*DATA SHOWN*:
▶
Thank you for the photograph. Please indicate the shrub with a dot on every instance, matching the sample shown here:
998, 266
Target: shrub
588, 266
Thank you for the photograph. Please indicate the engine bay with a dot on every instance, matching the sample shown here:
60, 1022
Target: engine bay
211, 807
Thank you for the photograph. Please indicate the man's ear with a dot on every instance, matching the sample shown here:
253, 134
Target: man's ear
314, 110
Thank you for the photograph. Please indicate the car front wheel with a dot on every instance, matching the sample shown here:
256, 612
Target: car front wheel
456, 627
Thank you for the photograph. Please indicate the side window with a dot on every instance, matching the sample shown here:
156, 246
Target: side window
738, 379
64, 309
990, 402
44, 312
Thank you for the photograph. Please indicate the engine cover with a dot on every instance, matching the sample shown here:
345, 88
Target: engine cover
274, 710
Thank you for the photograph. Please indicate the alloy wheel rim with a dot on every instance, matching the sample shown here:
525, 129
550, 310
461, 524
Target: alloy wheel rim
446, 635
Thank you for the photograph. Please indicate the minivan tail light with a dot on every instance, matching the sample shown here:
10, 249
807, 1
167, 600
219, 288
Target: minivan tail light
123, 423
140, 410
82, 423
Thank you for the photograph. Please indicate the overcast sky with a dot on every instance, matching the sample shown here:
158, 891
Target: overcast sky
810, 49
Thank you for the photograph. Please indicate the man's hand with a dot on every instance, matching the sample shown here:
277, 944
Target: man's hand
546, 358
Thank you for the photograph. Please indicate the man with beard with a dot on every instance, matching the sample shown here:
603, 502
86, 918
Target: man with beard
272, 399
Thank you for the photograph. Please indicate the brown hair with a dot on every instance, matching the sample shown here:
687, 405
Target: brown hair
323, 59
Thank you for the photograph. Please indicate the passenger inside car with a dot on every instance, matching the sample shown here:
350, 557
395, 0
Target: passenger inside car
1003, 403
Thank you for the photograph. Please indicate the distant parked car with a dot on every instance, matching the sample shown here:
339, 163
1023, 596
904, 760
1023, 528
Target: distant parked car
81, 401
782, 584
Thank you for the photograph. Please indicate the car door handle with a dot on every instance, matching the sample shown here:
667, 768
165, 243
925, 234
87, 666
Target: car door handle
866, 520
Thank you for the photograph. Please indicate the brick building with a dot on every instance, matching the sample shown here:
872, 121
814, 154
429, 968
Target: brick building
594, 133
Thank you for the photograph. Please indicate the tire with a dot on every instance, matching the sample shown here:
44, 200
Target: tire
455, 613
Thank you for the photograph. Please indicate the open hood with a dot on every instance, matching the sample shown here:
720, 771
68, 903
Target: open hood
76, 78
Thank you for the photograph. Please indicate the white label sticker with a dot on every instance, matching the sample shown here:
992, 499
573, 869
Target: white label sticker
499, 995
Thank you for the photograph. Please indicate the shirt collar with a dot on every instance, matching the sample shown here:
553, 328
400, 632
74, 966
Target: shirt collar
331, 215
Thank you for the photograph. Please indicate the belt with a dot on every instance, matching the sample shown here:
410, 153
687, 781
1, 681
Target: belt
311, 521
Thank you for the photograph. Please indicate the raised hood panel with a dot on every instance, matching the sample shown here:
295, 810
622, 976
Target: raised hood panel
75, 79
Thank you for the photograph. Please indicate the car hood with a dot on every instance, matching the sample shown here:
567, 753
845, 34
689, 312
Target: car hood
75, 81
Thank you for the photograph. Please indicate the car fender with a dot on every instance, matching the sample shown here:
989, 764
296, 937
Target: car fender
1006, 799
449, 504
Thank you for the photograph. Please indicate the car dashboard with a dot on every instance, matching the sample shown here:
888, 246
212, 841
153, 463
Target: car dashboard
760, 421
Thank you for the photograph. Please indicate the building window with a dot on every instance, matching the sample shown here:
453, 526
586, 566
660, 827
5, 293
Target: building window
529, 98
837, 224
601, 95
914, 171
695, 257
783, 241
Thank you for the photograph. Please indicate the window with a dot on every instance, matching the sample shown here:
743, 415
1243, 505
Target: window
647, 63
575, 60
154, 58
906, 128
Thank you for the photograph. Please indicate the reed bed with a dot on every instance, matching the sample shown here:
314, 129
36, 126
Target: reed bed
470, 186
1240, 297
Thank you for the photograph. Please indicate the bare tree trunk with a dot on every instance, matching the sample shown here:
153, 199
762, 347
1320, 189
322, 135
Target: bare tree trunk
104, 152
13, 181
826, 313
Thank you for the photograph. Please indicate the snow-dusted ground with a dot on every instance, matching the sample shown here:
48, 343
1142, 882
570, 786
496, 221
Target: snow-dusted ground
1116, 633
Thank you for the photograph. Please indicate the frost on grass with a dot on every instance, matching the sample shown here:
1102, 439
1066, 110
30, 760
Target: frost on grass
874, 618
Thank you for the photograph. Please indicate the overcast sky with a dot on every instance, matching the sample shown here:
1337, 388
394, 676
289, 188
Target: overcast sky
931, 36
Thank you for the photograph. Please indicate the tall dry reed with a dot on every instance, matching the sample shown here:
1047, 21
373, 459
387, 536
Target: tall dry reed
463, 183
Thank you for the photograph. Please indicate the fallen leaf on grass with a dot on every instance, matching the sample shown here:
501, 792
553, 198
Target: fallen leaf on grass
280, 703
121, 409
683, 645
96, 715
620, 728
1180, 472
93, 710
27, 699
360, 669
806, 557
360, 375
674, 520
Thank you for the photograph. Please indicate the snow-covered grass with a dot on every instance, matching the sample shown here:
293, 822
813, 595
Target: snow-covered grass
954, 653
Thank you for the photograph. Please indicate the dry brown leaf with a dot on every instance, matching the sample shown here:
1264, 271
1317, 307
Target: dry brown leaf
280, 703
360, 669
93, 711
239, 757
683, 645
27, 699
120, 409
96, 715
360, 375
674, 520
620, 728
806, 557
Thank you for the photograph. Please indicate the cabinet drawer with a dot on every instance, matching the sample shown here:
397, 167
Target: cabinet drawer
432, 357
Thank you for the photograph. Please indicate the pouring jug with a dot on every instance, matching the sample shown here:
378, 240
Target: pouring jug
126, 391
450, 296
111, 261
◀
*REQUIREMENTS*: Give back every one of the records above, line for line, with no changes.

*WRITTEN ANSWER*:
Thank you for the photograph. Please indicate the shrub with a dot on every instance, matching the sample shown here:
998, 266
Target: shrub
588, 266
Thank you for the photograph. Please indicate the engine bay with a dot on every instance, matching the sample shown here:
60, 1022
Target: engine bay
211, 807
Thank you for the photograph. Please indicate the man's ear with a dot on every instance, matching the sample shown here:
253, 134
Target: man's ear
314, 110
Thank you for the photograph. Please indicate the car front wheel with a dot on every instance, matching the sample shown here:
256, 612
Target: car front wheel
456, 627
Thank you for the photograph. Please indicate the side window with a dot on every instance, matching the sample shown here:
156, 246
Target: side window
738, 379
64, 309
990, 402
44, 312
Thank you for the photograph. Please indicate the engine cover with a dot on every instance, matching the sample shown here:
345, 88
Target: engine cover
274, 710
Thank you for the photograph. Please indicate the alloy wheel rim with a dot on every instance, matching the sample shown here:
525, 129
550, 310
461, 524
Target: alloy wheel rim
446, 635
Thank you for the photograph. Please indicate the minivan tail light with a dot on every instance, matching the sample shown here:
10, 249
807, 1
167, 600
219, 288
Target: minivan tail light
123, 423
140, 410
82, 423
Thank you for the photograph. Please indicate the overcast sky with a dot on every instance, matching the sample shown here:
158, 891
Target: overcast sky
810, 49
Thank you for the photograph. Please indicate the man's hand with a dot on every instance, matching the sample shown here:
277, 944
Target: man's hand
546, 358
Thank you for the photograph. Please indicate the man with beard with a dot on every instance, matching the sample shown here:
603, 502
86, 918
Target: man with beard
272, 399
Thank you for the photograph. Please indicate the brown hair with a dot on every instance, matching the sample shown here:
687, 405
Target: brown hair
323, 59
Thank you for the photograph. Please indicate the passenger inside car with a dot on every instance, matching the sample shown here:
350, 557
395, 0
Target: passenger inside car
1003, 403
Thank you for the photograph. Please indicate the distant parked car with a dot on every instance, matching the sample shown here:
339, 163
1023, 596
904, 760
1023, 528
Target: distant parked car
81, 401
782, 584
Thank you for the photograph. Please indicate the car door handle with a dot on every instance, matching the sample shown here:
667, 768
165, 243
925, 234
87, 666
Target: car door handle
866, 520
Thank you for the photograph. Please indicate the brick building with a dot on every instance, matching the sample shown here:
872, 121
814, 154
429, 968
Target: brick building
594, 133
Thank you for the photograph. Please indicate the tire with a dot on every instance, matching the sample shown here:
44, 200
Target: tire
455, 613
Thank you for the photograph. Please indicate the open hood with a dot on every instance, matching the sample shown here:
720, 771
68, 903
Target: open hood
76, 78
Thank you for the photograph. Please indicate the white label sticker with a dot on every instance, matching the sample shown here:
992, 499
573, 869
Target: white label sticker
499, 995
Thank you for the photograph. Please indicate the shirt collar with a dot on every instance, matching the sample shown here:
553, 328
400, 632
74, 966
Target: shirt collar
331, 215
Thank you for the photograph. Please indicate the belt with a dot on every instance, matching the sample shown here:
410, 153
687, 781
1, 681
Target: belt
311, 521
Thank you for the photograph. Please indicate the raised hood panel with a dot on every instance, matching the sample shown here:
295, 810
622, 976
Target: raised hood panel
75, 79
Thank you for the photograph. Please indicate the car hood with a dot on every instance, matching the sample shown here:
567, 753
845, 34
689, 312
Target: car hood
75, 81
Thank you for the photograph. Please indicate the car fender with a dot on every instance, matching the sample shown here:
989, 764
296, 937
Target: car fender
1006, 799
449, 504
Thank you for the photograph. Please indicate the car dashboard with a dot on every instance, matching the sample shown here:
888, 246
212, 841
153, 463
Target: car dashboard
760, 421
Thank you for the photograph. Please indicate the building window with a dot on every instance, matching the sample shown here:
453, 526
586, 566
660, 827
5, 293
Target: building window
529, 98
837, 224
601, 95
914, 171
695, 257
783, 241
Thank you for the photograph. Please indicate the window with a dot on every instance, matching the sample shown here:
743, 415
1243, 505
Target: window
647, 63
575, 60
154, 58
906, 128
Thank you for the photograph. Please indicate the reed bed with a dot on every instance, matching the sample shown here:
314, 129
36, 126
Target: reed bed
470, 186
1240, 297
Thank you for the photograph. Please indicate the bare tree trunk with a dot on every instance, matching the sample shown here:
153, 199
762, 347
1320, 189
322, 135
Target: bare tree trunk
104, 152
13, 181
826, 313
Thank you for the photograph. Please indicate the snow-dusted ground with a dot on every instance, matching the sample shown here:
48, 343
1142, 882
570, 786
496, 221
Target: snow-dusted ground
1116, 633
Thank you for the photograph. Please indicate the frost on grass with a dot on every instance, matching the sample shown here:
1102, 439
1066, 110
30, 760
Target: frost on grass
874, 618
Thank you for the photograph. Please indicate the overcast sky with a dot on every instance, matching the sample shown here:
1337, 388
394, 676
289, 188
Target: overcast sky
931, 36
Thank you for the photograph. Please indicate the tall dry reed with a dot on every instance, matching the sample shown here:
1047, 21
373, 459
387, 536
Target: tall dry reed
463, 183
Thank you for the photograph. Please indicate the fallen leaf on grass with a dot on every instance, matching the sample shown here:
501, 792
553, 198
Target: fallen leaf on grass
280, 703
121, 409
683, 645
96, 715
620, 728
1180, 472
93, 710
27, 699
360, 669
806, 557
360, 375
674, 520
Thank you for the photograph. Please indicate the snow-covered grass with a dot on every instance, matching the sample shown here:
293, 822
813, 595
Target: snow-covered grass
954, 653
Thank you for the photograph. Please indicate the dry brown leaf with a dot on every instance, matching the sample shown here:
1264, 271
1317, 307
Target: dry brown leaf
280, 703
360, 669
93, 711
239, 757
683, 645
27, 699
120, 409
96, 715
360, 375
674, 520
620, 728
806, 557
Thank you for the photograph. Please indicate the cabinet drawer with a dot on every instance, matching the sample shown here:
397, 167
Target: cabinet drawer
432, 357
Thank you for the photograph. Please indicate the pouring jug with a dot on every instance, matching the sample shown here:
378, 240
Target: pouring jug
126, 391
450, 296
111, 261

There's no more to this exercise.